**TEXT UNDER STUDY**

-----

The symptoms of onion poisoning can appear immediately but often occur 2-3 days after the dog has ingested the onions.
- Some of the most common symptoms of onion toxicity include:
- Abdominal upset and pain
- Low stamina and sometimes fainting while or after exercise
- Pale gums
- A loss of appetite
- High heart rate or increased respiratory rate
- Ataxia – Loss of coordination
- Urine which is discolored
- When left untreated, this can lead to kidney failure and death.
Is there a safe amount of onions that I can give to my dog?
No! There is no safe amount of onions or any other plants of the allium family, which is safe for canines.
In fact, it only takes onions that weigh 0.05% of the dog’s weight for them to become toxic to the pup. This means that a small onion can poison a 45-pound dog. Imagine what it can do to a toy dog like a Yorkshire terrier!
One of the most frightening things about the hemolytic anemia resulting from onion consumption is that it can slowly build up in your dog’s bloodstream. It can take a long time too.
This means that even if your pup nibbles just a tiny bit of onion that falls out of your burger or pizza or eats food that has been cooked with onion, this can start building up in its system. As a result, the symptoms of this onion poisoning will become evident.

-----

**DATASET**
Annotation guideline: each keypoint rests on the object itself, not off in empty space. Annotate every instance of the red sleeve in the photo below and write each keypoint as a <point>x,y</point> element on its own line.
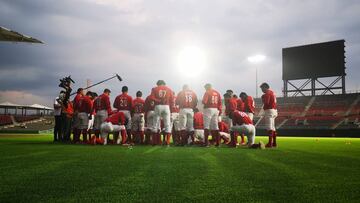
<point>251,104</point>
<point>130,102</point>
<point>153,95</point>
<point>195,100</point>
<point>116,102</point>
<point>107,105</point>
<point>178,98</point>
<point>205,98</point>
<point>219,104</point>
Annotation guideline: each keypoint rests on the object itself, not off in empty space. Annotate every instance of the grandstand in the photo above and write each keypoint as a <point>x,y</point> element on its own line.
<point>16,118</point>
<point>329,115</point>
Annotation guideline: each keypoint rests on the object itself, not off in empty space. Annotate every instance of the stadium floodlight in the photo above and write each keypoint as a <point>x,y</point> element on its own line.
<point>256,59</point>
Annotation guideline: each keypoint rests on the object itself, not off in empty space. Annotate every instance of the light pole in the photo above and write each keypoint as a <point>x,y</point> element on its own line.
<point>256,59</point>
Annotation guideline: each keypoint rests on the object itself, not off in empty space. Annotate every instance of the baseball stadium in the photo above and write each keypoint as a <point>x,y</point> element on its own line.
<point>181,134</point>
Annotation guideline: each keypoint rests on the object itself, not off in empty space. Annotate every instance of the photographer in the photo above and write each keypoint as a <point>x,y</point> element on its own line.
<point>58,118</point>
<point>76,103</point>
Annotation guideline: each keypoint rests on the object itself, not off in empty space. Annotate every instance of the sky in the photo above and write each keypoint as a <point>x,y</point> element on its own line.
<point>142,40</point>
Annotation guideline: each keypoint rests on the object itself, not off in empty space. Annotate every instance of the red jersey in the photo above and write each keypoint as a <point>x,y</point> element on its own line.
<point>269,100</point>
<point>149,104</point>
<point>212,99</point>
<point>198,121</point>
<point>69,110</point>
<point>102,102</point>
<point>138,105</point>
<point>123,102</point>
<point>85,105</point>
<point>240,118</point>
<point>174,107</point>
<point>231,105</point>
<point>240,105</point>
<point>162,95</point>
<point>187,99</point>
<point>223,127</point>
<point>249,105</point>
<point>117,118</point>
<point>76,102</point>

-----

**PROBLEMS AND TASKS**
a – In the text on onion poisoning in dogs, how long after a dog eats onions do the symptoms often appear?
b – Extend the text on onion poisoning in dogs, picking up after its final sentence.

**RESPONSES IN ORDER**
a – They often appear 2-3 days after the dog has eaten the onions.

b –
Please note that onion and garlic powders are much more concentrated than the plants themselves and, as such, are even more toxic for dogs. So, avoid giving your dog even the tiniest amount of these powders!
What is the treatment for onion poisoning in dogs?
In case you suspect that your pup has eaten onions or just a part of an onion, then contact your vet immediately. The faster you act – the better the chances that the dog will get treatment in time and will recover!
Your vet will perform different tests, usually, a urinalysis, to check whether there is increased hemoglobin in the dog’s urine. Bloodwork will be done searching for the Heinz bodies clusters on the red blood cells.
If you are worried about onion poisoning in your dog, you can call the Animal Poison Control Helpline.
If the onions were consumed recently, your vet would probably try inducing vomiting, or a stomach flush may be performed to remove the undigested bits of onion.
Also, activated charcoal will probably be administered so that it can absorb as much of the toxins as possible from the gut.
Your dog may be given IV fluids so that the bloodstream is flushed of the toxins and so that the pup remains hydrated.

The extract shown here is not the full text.